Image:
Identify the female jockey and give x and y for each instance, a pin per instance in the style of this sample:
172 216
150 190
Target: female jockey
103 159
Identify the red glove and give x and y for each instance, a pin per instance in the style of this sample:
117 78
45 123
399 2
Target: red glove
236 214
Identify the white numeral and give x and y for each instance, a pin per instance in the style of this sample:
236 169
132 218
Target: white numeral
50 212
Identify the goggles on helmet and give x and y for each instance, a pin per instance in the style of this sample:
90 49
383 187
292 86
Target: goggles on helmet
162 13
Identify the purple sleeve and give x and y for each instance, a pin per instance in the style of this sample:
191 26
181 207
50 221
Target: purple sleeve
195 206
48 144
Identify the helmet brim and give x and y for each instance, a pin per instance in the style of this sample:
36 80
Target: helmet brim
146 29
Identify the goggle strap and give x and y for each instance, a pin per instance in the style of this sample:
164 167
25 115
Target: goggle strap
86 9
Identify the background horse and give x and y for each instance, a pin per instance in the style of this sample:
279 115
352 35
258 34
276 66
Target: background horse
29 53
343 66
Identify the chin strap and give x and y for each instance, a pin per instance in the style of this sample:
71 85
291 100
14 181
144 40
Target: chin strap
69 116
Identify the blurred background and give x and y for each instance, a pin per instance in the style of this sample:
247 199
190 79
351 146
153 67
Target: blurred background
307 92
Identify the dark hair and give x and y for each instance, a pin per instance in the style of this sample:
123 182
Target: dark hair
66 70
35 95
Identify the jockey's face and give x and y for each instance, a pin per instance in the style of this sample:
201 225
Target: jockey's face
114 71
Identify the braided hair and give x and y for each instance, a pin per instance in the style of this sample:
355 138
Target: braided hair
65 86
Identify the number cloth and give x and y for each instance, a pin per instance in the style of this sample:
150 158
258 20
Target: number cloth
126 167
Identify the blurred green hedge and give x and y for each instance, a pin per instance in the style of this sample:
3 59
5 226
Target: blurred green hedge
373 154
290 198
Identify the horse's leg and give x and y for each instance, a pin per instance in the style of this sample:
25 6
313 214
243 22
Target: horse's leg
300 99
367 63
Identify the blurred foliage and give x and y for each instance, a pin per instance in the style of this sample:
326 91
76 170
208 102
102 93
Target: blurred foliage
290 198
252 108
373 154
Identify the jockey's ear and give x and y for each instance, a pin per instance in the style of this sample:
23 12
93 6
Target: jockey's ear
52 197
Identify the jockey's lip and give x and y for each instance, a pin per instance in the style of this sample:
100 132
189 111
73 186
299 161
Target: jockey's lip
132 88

------------------------------------------------------------------------

### Exercise details
Leaving every word in place, output the whole listing above.

### Task solution
Image:
Identify the female jockey and give x and y for each instance, a pin per instance in the style of this sample:
172 216
150 190
Target: female jockey
103 159
Identify the red glove and give x and y for each instance, a pin per instance in the style of this sample:
117 78
45 123
399 2
Target: red glove
236 214
Identify the white numeral and give x and y for each instance, a pin per instance in the style of this sample:
236 169
132 218
Target: white numeral
50 212
Identify the goggles on helmet and give x and y for each instance, a pin per instance in the style of this sample:
90 49
383 187
292 86
Target: goggles on helmet
162 13
Identify the purple sleeve and give x and y for each instance, a pin per instance in the style of this sample:
191 26
181 207
50 221
Target: purple sleeve
195 206
48 144
Identify the helmet brim and give x and y for each instance, a pin per instance in the style of this sample:
36 80
Target: helmet brim
146 29
Identify the goggle strap and give x and y for each instance, a pin per instance in the style of this sample:
164 167
25 115
Target: goggle strap
86 9
Identify the background horse and give x and y for each instance, a pin per instance in the style of this sample:
279 115
352 35
258 34
276 66
Target: background horse
29 53
343 66
Identify the chin strap and give x and y for each instance, a pin per instance in the style of this sample:
71 85
291 100
14 181
144 40
Target: chin strap
69 116
Identify the blurred background and give x and y for each instance, a pin per instance in the style of this sample:
247 199
190 79
351 146
153 67
Target: blurred background
307 92
Identify the dark hair and give x and y for each instance, a pin per instance in the style of this sample:
123 182
Target: dark hair
66 70
35 95
Identify the jockey's face and give x and y for each instance, a pin per instance in the style of this sample:
201 225
Target: jockey's face
114 71
Identify the braided hair and give x and y for each instance, a pin per instance in the style of this sample:
355 138
Target: braided hair
65 86
Identify the number cloth and give x and y for each instance, a pin per instance in the style of this sample:
150 158
258 20
Target: number cloth
126 167
Identify the blurred green hedge and give x and y for each instance, a pin per instance in the style of this sample:
3 59
5 226
Target: blurred green hedge
373 154
290 198
Identify the horse's leg and give x and y for each instance, a pin per instance in the style of this sample:
25 6
313 214
243 22
Target: horse's leg
300 99
367 63
Identify the blurred foliage and give x and y for each instance, a pin per instance in the style of this sample:
326 91
76 170
208 102
102 93
Target: blurred foliage
290 198
252 108
373 154
Identify the jockey's ear and give x and y for each instance, a pin per instance in the style of this sample:
23 12
93 6
Target: jockey's ear
52 197
Identify the jockey's lip and give x and y for each instance, a pin per instance in the style of this sample:
100 132
189 111
73 186
299 161
Target: jockey's lip
132 88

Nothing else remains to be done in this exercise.